** Instruction **
Copy each line of the records below word for word, in the same order.
** BEGIN Task inputs **
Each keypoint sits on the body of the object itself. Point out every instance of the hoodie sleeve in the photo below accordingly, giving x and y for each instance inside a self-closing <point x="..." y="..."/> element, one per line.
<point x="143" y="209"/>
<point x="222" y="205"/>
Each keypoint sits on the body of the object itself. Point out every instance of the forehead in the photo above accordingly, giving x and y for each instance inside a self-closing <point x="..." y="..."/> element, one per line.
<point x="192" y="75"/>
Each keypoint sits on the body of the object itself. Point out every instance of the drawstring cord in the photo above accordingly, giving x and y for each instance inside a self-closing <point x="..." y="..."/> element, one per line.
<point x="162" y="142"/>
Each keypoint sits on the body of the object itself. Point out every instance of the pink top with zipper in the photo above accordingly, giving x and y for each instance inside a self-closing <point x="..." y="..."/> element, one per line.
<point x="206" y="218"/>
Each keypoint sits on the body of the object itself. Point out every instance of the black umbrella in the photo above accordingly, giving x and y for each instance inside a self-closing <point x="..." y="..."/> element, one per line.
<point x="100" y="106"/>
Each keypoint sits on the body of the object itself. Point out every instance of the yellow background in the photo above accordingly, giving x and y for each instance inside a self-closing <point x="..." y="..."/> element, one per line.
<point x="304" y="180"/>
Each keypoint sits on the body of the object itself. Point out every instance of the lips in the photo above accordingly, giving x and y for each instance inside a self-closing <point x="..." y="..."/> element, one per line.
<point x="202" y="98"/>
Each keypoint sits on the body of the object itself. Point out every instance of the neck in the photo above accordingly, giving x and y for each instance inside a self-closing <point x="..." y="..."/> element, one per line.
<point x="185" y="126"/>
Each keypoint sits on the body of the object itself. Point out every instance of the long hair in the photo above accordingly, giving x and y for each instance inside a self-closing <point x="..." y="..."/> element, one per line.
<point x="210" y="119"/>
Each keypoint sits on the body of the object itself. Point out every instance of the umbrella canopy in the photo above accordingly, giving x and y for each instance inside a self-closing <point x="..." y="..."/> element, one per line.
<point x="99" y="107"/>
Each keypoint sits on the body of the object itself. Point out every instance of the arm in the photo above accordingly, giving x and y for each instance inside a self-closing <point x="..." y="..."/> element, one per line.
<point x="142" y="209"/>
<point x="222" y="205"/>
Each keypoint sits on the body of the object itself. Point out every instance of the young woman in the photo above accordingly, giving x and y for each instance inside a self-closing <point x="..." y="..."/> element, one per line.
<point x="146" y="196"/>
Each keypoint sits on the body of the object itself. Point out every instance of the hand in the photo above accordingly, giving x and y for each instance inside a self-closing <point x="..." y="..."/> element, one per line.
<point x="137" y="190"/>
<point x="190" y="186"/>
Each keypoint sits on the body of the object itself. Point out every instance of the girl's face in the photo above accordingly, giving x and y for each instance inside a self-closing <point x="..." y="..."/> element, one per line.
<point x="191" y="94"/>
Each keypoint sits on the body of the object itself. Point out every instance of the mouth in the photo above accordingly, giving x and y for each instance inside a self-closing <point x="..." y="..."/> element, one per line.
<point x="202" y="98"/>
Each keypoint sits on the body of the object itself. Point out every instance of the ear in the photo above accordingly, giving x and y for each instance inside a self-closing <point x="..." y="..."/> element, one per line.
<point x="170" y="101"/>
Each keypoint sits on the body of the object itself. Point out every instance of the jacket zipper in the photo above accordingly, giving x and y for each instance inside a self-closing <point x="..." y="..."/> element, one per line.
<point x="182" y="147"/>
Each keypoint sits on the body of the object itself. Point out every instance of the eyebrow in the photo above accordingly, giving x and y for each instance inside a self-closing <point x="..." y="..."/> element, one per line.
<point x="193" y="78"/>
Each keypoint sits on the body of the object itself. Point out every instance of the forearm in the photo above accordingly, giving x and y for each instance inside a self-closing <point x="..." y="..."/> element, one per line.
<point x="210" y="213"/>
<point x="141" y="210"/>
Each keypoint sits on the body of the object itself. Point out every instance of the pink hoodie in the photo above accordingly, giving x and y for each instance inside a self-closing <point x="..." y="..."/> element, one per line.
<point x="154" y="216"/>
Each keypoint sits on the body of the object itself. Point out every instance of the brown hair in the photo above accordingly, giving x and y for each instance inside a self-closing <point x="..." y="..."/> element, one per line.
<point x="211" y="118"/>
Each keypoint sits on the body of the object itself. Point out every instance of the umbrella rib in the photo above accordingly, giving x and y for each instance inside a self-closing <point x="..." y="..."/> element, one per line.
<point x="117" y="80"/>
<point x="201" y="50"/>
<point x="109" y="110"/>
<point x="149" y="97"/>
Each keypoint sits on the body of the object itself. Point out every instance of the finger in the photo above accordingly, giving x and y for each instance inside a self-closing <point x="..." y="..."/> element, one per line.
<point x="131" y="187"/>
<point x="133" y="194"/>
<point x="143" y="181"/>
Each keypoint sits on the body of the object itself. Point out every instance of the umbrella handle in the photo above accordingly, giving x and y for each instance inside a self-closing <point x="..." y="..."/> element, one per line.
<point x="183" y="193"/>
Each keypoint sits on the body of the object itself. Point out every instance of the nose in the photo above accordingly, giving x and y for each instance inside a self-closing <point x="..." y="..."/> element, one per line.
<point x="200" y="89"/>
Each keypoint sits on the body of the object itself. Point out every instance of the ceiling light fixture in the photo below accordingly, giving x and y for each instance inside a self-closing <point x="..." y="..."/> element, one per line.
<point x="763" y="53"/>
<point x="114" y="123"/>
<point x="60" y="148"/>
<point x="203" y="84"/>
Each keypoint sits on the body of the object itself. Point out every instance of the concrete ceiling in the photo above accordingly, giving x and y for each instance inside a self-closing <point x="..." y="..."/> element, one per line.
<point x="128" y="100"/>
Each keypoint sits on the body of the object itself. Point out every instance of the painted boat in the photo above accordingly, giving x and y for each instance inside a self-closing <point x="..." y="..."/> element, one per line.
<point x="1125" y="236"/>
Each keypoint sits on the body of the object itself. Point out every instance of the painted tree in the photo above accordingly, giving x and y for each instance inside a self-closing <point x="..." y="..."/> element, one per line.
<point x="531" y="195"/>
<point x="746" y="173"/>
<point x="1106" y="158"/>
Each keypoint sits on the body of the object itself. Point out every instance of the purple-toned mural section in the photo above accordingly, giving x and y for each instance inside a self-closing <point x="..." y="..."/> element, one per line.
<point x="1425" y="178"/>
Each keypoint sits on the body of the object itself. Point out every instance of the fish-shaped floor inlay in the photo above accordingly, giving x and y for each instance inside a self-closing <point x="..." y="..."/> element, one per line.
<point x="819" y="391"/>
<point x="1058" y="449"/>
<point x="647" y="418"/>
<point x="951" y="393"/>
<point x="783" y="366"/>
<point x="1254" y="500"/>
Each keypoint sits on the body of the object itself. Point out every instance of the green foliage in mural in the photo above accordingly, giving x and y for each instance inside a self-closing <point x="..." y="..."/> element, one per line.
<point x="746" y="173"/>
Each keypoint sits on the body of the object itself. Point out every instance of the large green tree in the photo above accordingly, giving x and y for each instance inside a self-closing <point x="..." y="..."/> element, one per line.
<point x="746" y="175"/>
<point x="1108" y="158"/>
** END Task inputs **
** Answer to this exercise **
Each keypoint sits on the body of the object itself. Point out every instance of the hoodie sleeve in the photo below accordingly, giving x and y for each instance inside a self-closing <point x="..." y="..."/> element, one per line.
<point x="143" y="209"/>
<point x="222" y="205"/>
Each keypoint sits on the body of the object itself. Point out every instance of the forehead in the photo above accordingly, giving x and y for each instance inside a self-closing <point x="..." y="..."/> element, one per line.
<point x="192" y="75"/>
Each keypoint sits on the body of the object itself. Point out every instance of the drawstring cord in the photo above accordingly, giving x and y for each instance inside a self-closing <point x="..." y="..."/> element, one per line.
<point x="162" y="142"/>
Each keypoint sits on the body of the object itself. Point out every instance of the pink top with zipper in the photo above accordingly, giving x and y for each instance inside a self-closing <point x="..." y="..."/> element, one per line.
<point x="206" y="218"/>
Each keypoint sits on the body of the object itself. Point out every instance of the black umbrella in the photo above accordingly, giving x and y for each instance inside a self-closing <point x="..." y="..."/> element, one per line.
<point x="100" y="106"/>
Each keypoint sits on the body of the object itself. Point out every instance of the yellow background in the photo above accordingly, giving x and y for each instance inside a self-closing <point x="..." y="..."/> element, one per line.
<point x="304" y="180"/>
Each keypoint sits on the body of the object itself. Point out every instance of the lips in the photo above accordingly, giving x and y for each instance inside a self-closing <point x="..." y="..."/> element, one per line.
<point x="202" y="98"/>
Each keypoint sits on the body of the object itself. Point out every instance of the neck in the photo above accordingly, giving x and y for each instance inside a self-closing <point x="..." y="..."/> element, one per line.
<point x="185" y="126"/>
Each keypoint sits on the body of the object itself. Point out every instance of the long hair in the photo above accordingly, giving x and y for each instance inside a self-closing <point x="..." y="..."/> element, one per line.
<point x="210" y="119"/>
Each keypoint sits on the body of the object itself. Point out every instance of the umbrella canopy in the photo above accordingly, giving x and y for each instance inside a self-closing <point x="..." y="..."/> element, one per line.
<point x="99" y="107"/>
Each keypoint sits on the body of the object itself. Point out every instance of the arm in the photo above accordingly, giving x and y for each instance inside a self-closing <point x="..." y="..."/> element, one per line.
<point x="142" y="209"/>
<point x="222" y="205"/>
Each keypoint sits on the body of the object itself. Point out every instance of the young woman in the photo above accordingly, giving x and y for each instance inside a self-closing <point x="..." y="..."/> element, one per line.
<point x="146" y="196"/>
Each keypoint sits on the body of the object itself. Point out every instance of the hand in the photo above accordingly, giving x and y for each instance inside a self-closing <point x="..." y="..."/> element, one per line.
<point x="137" y="190"/>
<point x="190" y="186"/>
Each keypoint sits on the body of the object itself. Point out every instance of the girl's face in the photo above accordingly, giving x and y for each instance inside a self-closing <point x="..." y="..."/> element, one per line.
<point x="191" y="94"/>
Each keypoint sits on the body of the object itself. Point out every instance of the mouth in the photo above accordingly, giving x and y for each instance inside a self-closing <point x="..." y="..."/> element, one per line.
<point x="202" y="98"/>
Each keypoint sits on the body of the object itself. Point out every instance of the ear in the photo above accordingly, giving x and y for each instance inside a self-closing <point x="..." y="..."/> element, one per line.
<point x="170" y="101"/>
Each keypoint sits on the body of the object itself. Point out every instance of the jacket zipper in the photo above accordingly, giving x and y for each instance inside a self-closing <point x="..." y="..."/> element, one per line.
<point x="182" y="147"/>
Each keypoint sits on the body of the object itself. Point out every instance of the eyebrow in the photo above accordingly, giving x and y for each instance inside a self-closing <point x="..." y="..."/> element, one per line.
<point x="193" y="78"/>
Each keypoint sits on the body of the object itself. Point out every instance of the forearm in the photo above accordingly, giving x and y for each instance inside a self-closing <point x="..." y="..."/> element, one per line.
<point x="210" y="213"/>
<point x="141" y="210"/>
Each keypoint sits on the body of the object itself. Point out every instance of the pink hoodie in the photo above accordingly, giving x and y for each instance inside a self-closing <point x="..." y="..."/> element, one per line.
<point x="154" y="216"/>
Each keypoint sits on the body of the object itself. Point out every instance of the brown hair in the photo above accordingly, giving x and y for each instance inside a self-closing <point x="..." y="..."/> element, one per line.
<point x="211" y="118"/>
Each keypoint sits on the body of the object itself. Point out every instance of the umbrella rib in the photo above accordingly, giving x and y for each instance inside a self-closing <point x="..." y="..."/> element, one per line.
<point x="117" y="80"/>
<point x="201" y="50"/>
<point x="109" y="110"/>
<point x="149" y="97"/>
Each keypoint sits on the body of the object itself. Point out every instance of the finger in the photo above accordingly, giving x and y for each instance inside a self-closing <point x="..." y="..."/> element, one per line.
<point x="131" y="187"/>
<point x="133" y="194"/>
<point x="143" y="181"/>
Each keypoint sits on the body of the object itself. Point out every instance of the umbrella handle in the photo above accordingly, giving x and y for each instance inside a self-closing <point x="..." y="..."/> element, one per line.
<point x="183" y="193"/>
Each keypoint sits on the body of the object itself. Point out every instance of the nose in the photo above accordingly, giving x and y for each instance inside a self-closing <point x="..." y="..."/> element, one per line.
<point x="200" y="89"/>
Each keypoint sits on the body of the object itself. Point out every instance of the ceiling light fixture in the photo below accordingly, giving x and y for each instance inside a self-closing <point x="..." y="..."/> element, one per line.
<point x="763" y="53"/>
<point x="114" y="123"/>
<point x="60" y="148"/>
<point x="203" y="84"/>
Each keypoint sits on the body of the object itself. Point out every instance of the concrete ceiling in the photo above accordingly, giving x and y for each instance inside a self-closing <point x="..." y="..."/> element, one per line.
<point x="128" y="100"/>
Each keypoint sits on the body of the object itself. Point out every instance of the painted boat in the photo above accordingly, giving x and y for each instance inside a self-closing <point x="..." y="..."/> element, one per line.
<point x="1125" y="236"/>
Each keypoint sits on the body of the object itself. Point out every instance of the painted tree in the photo above accordingly, giving x and y for each instance inside a self-closing <point x="..." y="..."/> element, one per line.
<point x="531" y="195"/>
<point x="746" y="173"/>
<point x="1106" y="158"/>
Each keypoint sits on the body of the object itself. Point out every instance of the purple-toned mural section in the photo above accordingly, giving x and y for each instance inside a self-closing <point x="..." y="..."/> element, one per line.
<point x="1425" y="178"/>
Each keypoint sits on the body of the object itself. Point out every instance of the fish-shaped floor inlay in the photo above accordingly, giving x and y for each instance inside a self-closing <point x="..." y="..."/> element, one per line.
<point x="819" y="391"/>
<point x="1058" y="449"/>
<point x="647" y="418"/>
<point x="951" y="393"/>
<point x="783" y="366"/>
<point x="1254" y="500"/>
Each keypoint sits on the body of the object itself. Point out every instance of the green foliage in mural in the photo above accordingly, giving x and y for each instance inside a self-closing <point x="..." y="..."/> element, one per line.
<point x="746" y="173"/>
Each keypoint sits on the body of the object itself. Point out every instance of the large green tree in the photo above accordingly, giving x and y for each instance inside a self-closing <point x="..." y="..."/> element, one per line.
<point x="746" y="175"/>
<point x="1108" y="158"/>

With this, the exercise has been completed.